(Exercise)
The answer must be the full data, restated word for word, with no pictures in it.
Dataset extract below:
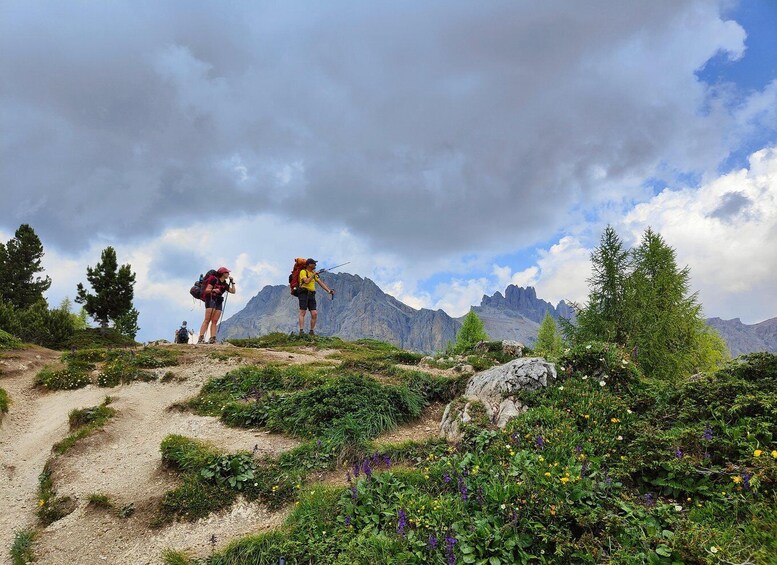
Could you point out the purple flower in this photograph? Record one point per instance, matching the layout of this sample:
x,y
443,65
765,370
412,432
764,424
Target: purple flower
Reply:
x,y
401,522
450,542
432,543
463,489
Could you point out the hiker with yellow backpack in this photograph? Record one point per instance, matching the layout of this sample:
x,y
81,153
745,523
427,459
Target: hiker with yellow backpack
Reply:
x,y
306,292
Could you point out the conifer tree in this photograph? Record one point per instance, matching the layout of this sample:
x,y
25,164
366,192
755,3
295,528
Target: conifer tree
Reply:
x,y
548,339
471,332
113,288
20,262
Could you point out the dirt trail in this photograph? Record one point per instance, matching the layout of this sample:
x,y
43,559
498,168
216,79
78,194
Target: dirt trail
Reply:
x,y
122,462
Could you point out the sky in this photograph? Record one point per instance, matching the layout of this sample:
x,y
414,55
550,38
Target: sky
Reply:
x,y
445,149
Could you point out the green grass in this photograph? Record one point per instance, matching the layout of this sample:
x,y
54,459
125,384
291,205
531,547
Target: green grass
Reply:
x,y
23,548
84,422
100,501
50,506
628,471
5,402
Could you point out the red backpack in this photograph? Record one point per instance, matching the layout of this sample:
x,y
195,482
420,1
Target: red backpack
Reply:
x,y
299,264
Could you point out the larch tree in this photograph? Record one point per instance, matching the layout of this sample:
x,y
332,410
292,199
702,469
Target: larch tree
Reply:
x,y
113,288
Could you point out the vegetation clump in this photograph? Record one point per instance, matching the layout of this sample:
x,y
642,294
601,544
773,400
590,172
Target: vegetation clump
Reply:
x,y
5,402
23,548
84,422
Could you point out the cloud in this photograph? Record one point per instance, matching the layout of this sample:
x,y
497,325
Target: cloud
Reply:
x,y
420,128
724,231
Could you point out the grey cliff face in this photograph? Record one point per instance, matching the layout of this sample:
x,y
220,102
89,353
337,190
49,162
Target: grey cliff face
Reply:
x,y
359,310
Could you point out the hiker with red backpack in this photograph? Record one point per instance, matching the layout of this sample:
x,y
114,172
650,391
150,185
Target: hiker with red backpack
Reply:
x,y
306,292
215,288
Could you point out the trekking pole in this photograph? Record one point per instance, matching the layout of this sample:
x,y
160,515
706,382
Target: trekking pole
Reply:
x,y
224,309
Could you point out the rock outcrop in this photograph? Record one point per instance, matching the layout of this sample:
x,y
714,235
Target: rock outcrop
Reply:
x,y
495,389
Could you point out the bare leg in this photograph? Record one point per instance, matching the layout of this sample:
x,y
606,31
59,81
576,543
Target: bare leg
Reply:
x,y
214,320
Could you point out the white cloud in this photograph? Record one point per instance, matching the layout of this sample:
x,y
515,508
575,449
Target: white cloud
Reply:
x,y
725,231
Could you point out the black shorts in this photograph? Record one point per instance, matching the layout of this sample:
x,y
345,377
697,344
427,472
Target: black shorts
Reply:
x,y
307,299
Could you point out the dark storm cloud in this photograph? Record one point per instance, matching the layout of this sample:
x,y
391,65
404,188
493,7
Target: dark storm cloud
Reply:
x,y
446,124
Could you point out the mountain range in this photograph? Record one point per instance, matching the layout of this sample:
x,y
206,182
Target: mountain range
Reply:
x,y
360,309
End of Dataset extract.
(Written answer)
Could you point out the purple flower in this photograph? Record one point per instance, matching the layout of this sample:
x,y
443,65
765,370
412,432
764,424
Target: purple flower
Reply:
x,y
401,522
450,542
432,543
463,489
Could you point out the hiker with yellow backpack in this photograph? Record one point per instance, matching the layout of this sample:
x,y
81,153
745,523
427,459
Target: hiker with yellow backpack
Reply:
x,y
306,292
Could you point out the conifer tree in this photograph? Record one point per instance, matching the layout of this sample:
x,y
25,164
366,192
755,3
295,528
Target: conifer tree
Reply:
x,y
548,339
471,332
113,288
20,262
Could you point out the dirt trail in this photograph? Record one point per instance, matching the layout of this sample:
x,y
43,559
498,168
216,79
78,194
Target: dirt trail
Reply:
x,y
122,462
Could you point out the sky in this photograph? Record one point per instance, matching the layout of this sample:
x,y
414,55
550,38
Target: sky
Reply:
x,y
445,149
Could you point out the green grass in this photograph? Record one point per instance, matching the layout of this sample:
x,y
54,459
125,384
291,205
531,547
Target: green grass
Reply:
x,y
23,548
84,422
100,501
50,506
628,471
5,402
Could you point out the red backpack in this photograph? Record one point per instance, matching the layout of this sample:
x,y
195,482
420,1
Target: red backpack
Reply:
x,y
299,264
Could you point out the larch tree in this photograph? Record one point per instance, matching the layout of this sample:
x,y
332,410
292,199
702,469
Target: larch tree
Reply:
x,y
113,288
Could you point out the vegetation clump in this photograph? Record one point per instance, matching the layout of this sample:
x,y
642,294
601,544
773,400
590,172
Target: vegetation clump
Reply:
x,y
5,402
23,548
84,422
Could you point out the cloud in this photograph? Record one point per instance, matching the layout of this sample:
x,y
497,325
Target: cloud
Reply:
x,y
420,128
724,231
Could you point out the grey cliff face in this photograph? Record one point per instance, matching the layout of this sample:
x,y
220,102
89,353
337,190
49,162
Target: grey cliff face
Reply:
x,y
359,310
Could you point out the hiker with red backpack in this photograph? Record one point per instance, matching the layout of this sample:
x,y
114,172
650,391
150,185
Target: hiker with red backpack
Reply:
x,y
306,292
215,288
Could you point out the trekking pole in this photograph? Record one point per instance, matching the layout of this sample:
x,y
160,515
706,382
Target: trekking pole
Reply:
x,y
224,309
Could you point out the rock outcrop in this photograph? Record one point per instance, matching the layout of this sample:
x,y
714,235
Target: rock outcrop
Reply:
x,y
495,389
Could you point out the bare leg in this photograph? Record one point per instance, matching the layout of this sample:
x,y
606,31
59,81
576,543
Target: bare leg
Reply:
x,y
214,320
Could you point out the white cloud in this photograph? Record one point per instance, matching the layout of this sample:
x,y
515,508
575,449
Target: white cloud
Reply:
x,y
725,231
Could you point out the black shorts in this photograph? Record one point per instance, matching the layout of this sample:
x,y
345,377
697,344
427,472
Target: black shorts
Reply:
x,y
307,299
Could you point out the dark storm cloud in this photograph? Record one point per instance, matching the layout of this sample:
x,y
391,65
404,188
493,7
Target: dark storm cloud
Reply:
x,y
446,124
Could you point out the mountain range in this photograph? Record one point per instance, matching the layout of this sample:
x,y
206,182
Target: mountain range
Reply:
x,y
360,309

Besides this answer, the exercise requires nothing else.